BEGIN Text excerpt

The shorthand phrase "abortion rights" is the linguistic tool of a media class which is itself the verbal taskmasters of the proponents of this new form of slavery called abortion on demand. There is no such thing as an "abortion right". The true Right is the one denied in every procured abortion, the Right to Life. These children have no voice except our own. They are killed by chemicals and surgical strikes - all protected by the police power of the State. They have no power to resist this new form of slavery without our help.
Medical science has confirmed what our conscience already knew and the Natural Law has long confirmed; the child in the womb is our neighbor. These children are our first neighbors in the first home of the whole human race, their mothers' womb. It is always wrong to kill our neighbors. Our 3D and 4D sonogram technology has made it possible to take baby´s first picture and send it as a birth announcement or place it on a Face Book or My Space page or send it through our Social Networks.
We rightly marvel at the image of those little babies at the early stages of what is a lifetime of development for every human being. However, we then use that same technology to direct the weapons of warfare which will dismember them in the womb and kill them. We do not want to see those pictures.
With the introduction of "baby's first picture" we watch these children smile, play, feel pain and grow.
These 3 and 4d images are becoming more and more prevalent throughout the social media. They are regularly showing up on television commercials. We surgically operate on these first neighbors in the womb. We then put them back in their home and allow them to continue to grow so they can be healthier upon their birth. We know they are members of our human family.
The child in the womb is our neighbor – and we all know it. The Orwellian Newspeak of "Choice" is growing stale and tired. The wind is out of its sails. Some choices are always and everywhere wrong, and the taking of innocent human life in at the top of the list. All of these medical and scientific advances have "humanized" the child to an increasing number of people who once bought the lie of those who promoted abortion as a "choice". Whether a child is "wanted" has become the sole criterion for whether he or she has a right to life.
In his Gettysburg address, President Lincoln spoke of an “unfinished work” of freedom. Dr King in his profound 1963 “Letter from a Birmingham Jail” reminded us that “Injustice anywhere is a threat to justice everywhere.” He also told us that “Freedom is never voluntarily given by the oppressor; it must be demanded by the oppressed.” We must be the voice heard in 2013 demanding freedom for children in the womb. We must end the injustice of denying our first neighbors their fundamental human right to life.
This is why, after the crowds disperse from the Second Inaugural of President Barack Obama, hundreds of thousands will gather in Washington, DC to demand freedom for our first neighbors in the womb. Because their voice cannot be heard, we will give them our own voices. We will say to this President who spoke of freedom in his second inaugural that there is an “unfinished work” of freedom. Yes, we will pray that his eyes be opened to the truth. However, we will continue the march toward their ensuring the end of this new form of slavery and redouble our efforts on this, the fortieth anniversary of the infamy unleashed on our Nation by the United States Supreme Court decisions of Roe v Wade and Doe v Bolton.

END Text excerpt

== To do ==
a - Summarize the passage on abortion in two sentences.
b - Answer these questions from the passage on abortion:
(i) Which two United States Supreme Court decisions does it name?
(ii) In what year does it say Dr. King wrote the "Letter from a Birmingham Jail"?
(iii) Which two kinds of sonogram technology does it mention?

BEGIN Data provided

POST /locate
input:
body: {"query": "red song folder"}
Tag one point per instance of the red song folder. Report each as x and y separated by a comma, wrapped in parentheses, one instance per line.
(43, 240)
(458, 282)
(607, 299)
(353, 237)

END Data provided

== Solutions to the exercise ==
a - The passage argues that there is no "abortion right" and that the child in the womb is a neighbor with a right to life, and it says 3D and 4D sonogram images and medical advances have "humanized" that child to more and more people. Citing Lincoln and Dr. King, it says hundreds of thousands will gather in Washington, DC after President Obama's second inaugural to demand freedom for children in the womb on the fortieth anniversary of Roe v Wade and Doe v Bolton.

b -
(i) Roe v Wade and Doe v Bolton
(ii) 1963
(iii) 3D and 4D